DIRECTIONS FOR THIS TASK –
Each of the lines below must be restated exactly.

EXTRACTED RECORDS –
▼▼▼

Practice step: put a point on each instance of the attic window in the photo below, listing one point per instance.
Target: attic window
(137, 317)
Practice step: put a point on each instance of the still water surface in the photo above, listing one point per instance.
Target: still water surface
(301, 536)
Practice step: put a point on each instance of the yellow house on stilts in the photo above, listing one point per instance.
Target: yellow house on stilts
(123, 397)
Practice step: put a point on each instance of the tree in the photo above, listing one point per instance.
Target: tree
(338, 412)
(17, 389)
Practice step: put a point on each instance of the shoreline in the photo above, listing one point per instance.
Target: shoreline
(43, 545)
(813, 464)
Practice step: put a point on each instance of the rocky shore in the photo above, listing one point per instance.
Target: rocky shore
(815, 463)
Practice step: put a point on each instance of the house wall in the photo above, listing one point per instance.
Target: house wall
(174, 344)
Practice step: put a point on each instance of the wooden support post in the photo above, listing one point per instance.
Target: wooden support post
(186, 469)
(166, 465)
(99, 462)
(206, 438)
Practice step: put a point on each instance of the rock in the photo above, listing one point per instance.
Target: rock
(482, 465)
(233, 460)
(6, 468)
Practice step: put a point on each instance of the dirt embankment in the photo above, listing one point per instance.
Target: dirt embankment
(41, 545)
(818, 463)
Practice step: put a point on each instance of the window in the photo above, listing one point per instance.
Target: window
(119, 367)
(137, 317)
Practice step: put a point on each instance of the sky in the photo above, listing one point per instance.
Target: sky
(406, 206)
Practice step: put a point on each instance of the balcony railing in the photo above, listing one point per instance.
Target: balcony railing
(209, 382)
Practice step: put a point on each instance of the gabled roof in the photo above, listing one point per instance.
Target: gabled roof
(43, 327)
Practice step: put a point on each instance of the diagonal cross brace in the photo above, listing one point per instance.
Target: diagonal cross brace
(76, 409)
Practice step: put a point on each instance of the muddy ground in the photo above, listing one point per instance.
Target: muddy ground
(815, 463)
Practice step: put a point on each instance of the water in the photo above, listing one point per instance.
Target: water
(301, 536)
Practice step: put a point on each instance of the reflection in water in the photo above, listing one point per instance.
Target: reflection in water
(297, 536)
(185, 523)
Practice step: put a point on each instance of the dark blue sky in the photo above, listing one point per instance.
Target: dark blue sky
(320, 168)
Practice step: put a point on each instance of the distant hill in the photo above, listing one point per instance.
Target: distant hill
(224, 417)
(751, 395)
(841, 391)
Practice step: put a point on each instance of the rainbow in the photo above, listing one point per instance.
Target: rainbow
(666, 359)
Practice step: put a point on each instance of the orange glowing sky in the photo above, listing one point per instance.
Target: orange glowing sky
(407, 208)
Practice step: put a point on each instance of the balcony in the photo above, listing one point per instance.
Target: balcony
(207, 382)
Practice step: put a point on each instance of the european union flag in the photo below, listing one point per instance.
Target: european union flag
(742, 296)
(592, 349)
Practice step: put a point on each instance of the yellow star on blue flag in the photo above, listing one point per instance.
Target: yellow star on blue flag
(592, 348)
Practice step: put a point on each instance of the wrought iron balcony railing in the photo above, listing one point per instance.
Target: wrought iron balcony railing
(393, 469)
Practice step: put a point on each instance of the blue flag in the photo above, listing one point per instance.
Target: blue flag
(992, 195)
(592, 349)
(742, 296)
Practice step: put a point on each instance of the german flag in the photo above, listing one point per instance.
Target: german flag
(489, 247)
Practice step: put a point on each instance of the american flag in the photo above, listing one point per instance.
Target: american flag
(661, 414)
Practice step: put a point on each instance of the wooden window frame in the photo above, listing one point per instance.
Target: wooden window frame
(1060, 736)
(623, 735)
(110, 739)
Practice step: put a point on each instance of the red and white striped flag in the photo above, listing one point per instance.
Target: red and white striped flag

▲▲▲

EXERCISE ANSWER –
Practice step: put a point on each instance of the attic window in the photo below, listing one point per instance.
Target: attic window
(137, 317)
Practice step: put a point on each instance of the still water surface in the photo above, listing one point per instance.
Target: still water surface
(301, 536)
Practice step: put a point on each instance of the yellow house on stilts in the photo above, listing one point per instance.
Target: yellow house on stilts
(123, 397)
Practice step: put a point on each instance of the tree in the photo above, listing one point per instance.
Target: tree
(338, 412)
(17, 389)
Practice step: put a point on each instance of the shoreline in the photo above, listing one point per instance.
Target: shoreline
(43, 545)
(813, 464)
Practice step: put a point on each instance of the rocky shore in the photo above, listing one point per instance.
Target: rocky shore
(815, 463)
Practice step: put a point on each instance of the house wall in the photo above, listing one point per instance.
Target: house wall
(174, 344)
Practice step: put a point on each instance of the wooden support post in the photo above, listing one point per instance.
Target: wooden support post
(186, 469)
(166, 465)
(99, 462)
(206, 438)
Practice step: put a point on each instance of the rock in the photo above, listing one point per instance.
Target: rock
(482, 465)
(233, 460)
(6, 468)
Practice step: put a point on each instance of the dirt embankment in the photo above, listing one point per instance.
Target: dirt embankment
(41, 545)
(818, 463)
Practice step: put a point on each instance of the window in the photo above, listing one point per instance.
Target: window
(119, 367)
(137, 317)
Practice step: put a point on each instance of the sky in the photo above, listing one point per instance.
Target: sky
(406, 206)
Practice step: put a point on each instance of the balcony railing in the photo above, listing one point per instance.
Target: balcony railing
(209, 382)
Practice step: put a point on each instance of the gabled roof in the photo above, listing one point per instance.
Target: gabled roof
(43, 327)
Practice step: put a point on each instance of the diagonal cross brace in the photo above, listing one point per instance.
Target: diagonal cross brace
(76, 409)
Practice step: put a point on each instance of the muddy ground in the photo above, listing one point per instance.
Target: muddy ground
(815, 463)
Practice step: put a point on each instance of the water in the photo above, listing one point per instance.
Target: water
(301, 536)
Practice step: put a point on each instance of the reflection in water in the photo above, listing one point per instance.
Target: reflection in water
(297, 536)
(185, 523)
Practice step: put a point on each instance of the dark blue sky in the photo above, listing one point per instance.
Target: dark blue sky
(320, 168)
Practice step: put a point on each instance of the distant hill in the photo above, listing one point per instance.
Target: distant hill
(224, 417)
(751, 395)
(841, 391)
Practice step: put a point on each instance of the rainbow in the photo above, listing one point per instance.
Target: rainbow
(666, 359)
Practice step: put a point on each instance of the orange glowing sky in the photo above, listing one point per instance.
Target: orange glowing sky
(407, 208)
Practice step: put a point on each instance of the balcony in the photo above, listing one point per instance.
Target: balcony
(207, 382)
Practice step: put a point on each instance of the european union flag in the photo below, listing one point per instance.
Target: european union flag
(742, 296)
(592, 349)
Practice step: put a point on each instance of the yellow star on blue flag in the photo above, listing one point per instance.
Target: yellow star on blue flag
(592, 348)
Practice step: put a point on each instance of the wrought iron balcony railing in the photo above, listing one point per instance.
Target: wrought iron balcony railing
(393, 469)
Practice step: put a point on each instance of the blue flag in the photo above, listing one point per instance.
Target: blue flag
(992, 195)
(592, 349)
(742, 296)
Practice step: put a point on each instance of the german flag in the photo above, listing one point per instance.
Target: german flag
(489, 247)
Practice step: put a point on each instance of the american flag in the photo above, listing one point per instance.
Target: american flag
(661, 414)
Practice step: put a point on each instance of the wooden window frame in the photo above, listing one point per instance.
Target: wooden window frame
(1060, 736)
(623, 735)
(110, 739)
Practice step: put a point on each instance of the red and white striped flag in the photo above, listing one point per instance.
Target: red and white striped flag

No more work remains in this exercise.